■ **Required work**: Please replace "rough mask" with "coarse mask" throughout the rows below and reproduce them with no other changes.

START Information shown

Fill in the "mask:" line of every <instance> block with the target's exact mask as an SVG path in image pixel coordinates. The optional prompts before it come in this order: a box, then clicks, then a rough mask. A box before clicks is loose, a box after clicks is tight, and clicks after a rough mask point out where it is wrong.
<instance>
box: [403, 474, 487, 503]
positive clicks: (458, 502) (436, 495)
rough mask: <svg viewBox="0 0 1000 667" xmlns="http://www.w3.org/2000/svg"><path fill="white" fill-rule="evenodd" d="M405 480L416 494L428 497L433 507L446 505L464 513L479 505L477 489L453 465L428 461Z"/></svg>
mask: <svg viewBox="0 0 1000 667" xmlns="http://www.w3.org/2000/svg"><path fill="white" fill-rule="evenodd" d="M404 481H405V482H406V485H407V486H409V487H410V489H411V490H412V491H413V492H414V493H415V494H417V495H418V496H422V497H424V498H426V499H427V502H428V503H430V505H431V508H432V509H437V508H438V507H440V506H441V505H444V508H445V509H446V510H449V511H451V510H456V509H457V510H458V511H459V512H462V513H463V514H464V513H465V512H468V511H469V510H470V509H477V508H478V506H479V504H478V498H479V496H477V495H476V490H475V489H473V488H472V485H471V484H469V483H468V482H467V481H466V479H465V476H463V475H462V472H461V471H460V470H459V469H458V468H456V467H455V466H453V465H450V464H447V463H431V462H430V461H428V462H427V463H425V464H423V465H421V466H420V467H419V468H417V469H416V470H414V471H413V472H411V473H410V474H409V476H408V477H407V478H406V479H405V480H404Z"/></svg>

END Information shown

■ **Solved problem**:
Fill in the "mask:" line of every <instance> block with the target's exact mask as an SVG path in image pixel coordinates. The optional prompts before it come in this order: a box, then clicks, then a coarse mask. A box before clicks is loose, a box after clicks is tight, and clicks after a coarse mask point out where it is wrong.
<instance>
box: [403, 474, 487, 503]
positive clicks: (458, 502) (436, 495)
coarse mask: <svg viewBox="0 0 1000 667" xmlns="http://www.w3.org/2000/svg"><path fill="white" fill-rule="evenodd" d="M405 480L416 494L428 497L433 507L446 505L464 513L479 505L477 489L453 465L428 461Z"/></svg>
mask: <svg viewBox="0 0 1000 667" xmlns="http://www.w3.org/2000/svg"><path fill="white" fill-rule="evenodd" d="M404 481H405V482H406V485H407V486H409V487H410V489H411V490H412V491H413V492H414V493H415V494H417V495H418V496H422V497H424V498H426V499H427V502H428V503H430V505H431V508H432V509H437V508H438V507H440V506H441V505H444V508H445V509H446V510H449V511H451V510H456V509H457V510H458V511H459V512H462V513H463V514H464V513H465V512H468V511H469V510H470V509H477V508H478V506H479V504H478V498H479V496H477V495H476V490H475V489H473V488H472V485H471V484H469V483H468V482H467V481H466V479H465V476H463V475H462V472H461V471H460V470H459V469H458V468H456V467H455V466H453V465H450V464H447V463H431V462H430V461H428V462H427V463H425V464H423V465H421V466H420V467H419V468H417V469H416V470H414V471H413V472H411V473H410V474H409V476H408V477H407V478H406V479H405V480H404Z"/></svg>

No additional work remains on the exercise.